/---

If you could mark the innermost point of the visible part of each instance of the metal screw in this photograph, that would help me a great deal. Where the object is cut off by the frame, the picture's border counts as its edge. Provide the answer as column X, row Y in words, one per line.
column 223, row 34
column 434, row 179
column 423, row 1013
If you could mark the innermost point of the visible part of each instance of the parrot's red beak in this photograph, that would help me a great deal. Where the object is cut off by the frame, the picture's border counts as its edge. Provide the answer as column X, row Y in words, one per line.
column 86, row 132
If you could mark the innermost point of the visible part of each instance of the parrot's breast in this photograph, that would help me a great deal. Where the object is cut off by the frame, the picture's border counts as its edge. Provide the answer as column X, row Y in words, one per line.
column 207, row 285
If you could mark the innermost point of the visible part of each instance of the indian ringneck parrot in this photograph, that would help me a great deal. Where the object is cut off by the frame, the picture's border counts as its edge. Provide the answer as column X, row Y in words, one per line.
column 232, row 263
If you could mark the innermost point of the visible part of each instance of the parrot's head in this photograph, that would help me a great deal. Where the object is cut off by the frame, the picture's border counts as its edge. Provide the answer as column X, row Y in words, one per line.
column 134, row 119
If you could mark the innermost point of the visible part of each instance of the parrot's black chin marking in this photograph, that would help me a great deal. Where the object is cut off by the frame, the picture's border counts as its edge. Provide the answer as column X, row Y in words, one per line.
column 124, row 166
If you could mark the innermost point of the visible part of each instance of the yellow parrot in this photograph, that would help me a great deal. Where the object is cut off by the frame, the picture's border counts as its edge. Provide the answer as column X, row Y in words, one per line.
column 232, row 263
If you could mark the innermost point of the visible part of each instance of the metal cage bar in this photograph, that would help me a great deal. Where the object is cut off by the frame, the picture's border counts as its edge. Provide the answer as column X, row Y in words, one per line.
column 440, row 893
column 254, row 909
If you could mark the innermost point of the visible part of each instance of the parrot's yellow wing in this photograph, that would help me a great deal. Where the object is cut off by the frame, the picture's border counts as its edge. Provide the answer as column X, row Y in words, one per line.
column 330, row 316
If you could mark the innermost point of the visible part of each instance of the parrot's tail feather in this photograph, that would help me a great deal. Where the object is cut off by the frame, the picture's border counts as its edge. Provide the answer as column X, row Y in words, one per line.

\---

### [What needs to be done]
Please render all of the entries above as a JSON list of strings, one string per line, with blank lines left out.

### [Answer to this exercise]
[
  "If you could mark the innermost point of the visible part of each instance of the metal screw in this photograph, that would help me a great deal. Where the object is cut off by the frame, the picture's border counts as its edge. Provide the answer as column X, row Y in words, one per line.",
  "column 223, row 34",
  "column 434, row 179",
  "column 423, row 1013",
  "If you could mark the innermost point of the visible part of each instance of the parrot's red beak in this photograph, that would help me a great deal. Where the object is cut off by the frame, the picture's border counts as its edge. Provide the answer as column X, row Y in words, one per line.",
  "column 86, row 132",
  "If you could mark the innermost point of the visible part of each instance of the parrot's breast in this photograph, that would help me a great deal. Where the object is cut off by the frame, the picture's border counts as its edge. Provide the answer as column X, row Y in words, one per line.",
  "column 207, row 285",
  "If you could mark the innermost point of the visible part of each instance of the indian ringneck parrot in this photograph, that would help me a great deal. Where the object is cut off by the frame, the picture's border counts as its edge. Provide the answer as column X, row Y in words, one per line.",
  "column 232, row 263",
  "If you could mark the innermost point of the visible part of each instance of the parrot's head in this photograph, that would help me a great deal. Where the object is cut off by the frame, the picture's border counts as its edge. Provide the answer as column X, row Y in words, one per line.",
  "column 134, row 119",
  "If you could mark the innermost point of the visible part of each instance of the parrot's black chin marking in this photograph, that would help me a great deal. Where the object is cut off by the frame, the picture's border counts as its edge. Provide the answer as column X, row Y in words, one per line.",
  "column 124, row 166",
  "If you could mark the innermost point of the visible part of each instance of the yellow parrot in this photograph, that would help me a great deal. Where the object is cut off by the frame, the picture's border counts as its edge. Provide the answer as column X, row Y in words, one per line.",
  "column 232, row 263",
  "If you could mark the innermost point of the visible part of each instance of the metal cage bar in this photograph, that would help me a great deal. Where the object is cut off by the frame, the picture's border counts as its edge. Provide the answer as column X, row Y in words, one per line.",
  "column 440, row 893",
  "column 254, row 909",
  "If you could mark the innermost point of the visible part of each instance of the parrot's yellow wing in this photograph, that would help me a great deal. Where the object is cut off by the frame, the picture's border counts as its edge. Provide the answer as column X, row Y in words, one per line.",
  "column 330, row 316",
  "If you could mark the innermost point of the visible part of each instance of the parrot's tail feather in this photograph, that would help me a great deal. Where the object is cut off by the frame, the picture's border counts as its edge. Provide the answer as column X, row Y in words, one per line."
]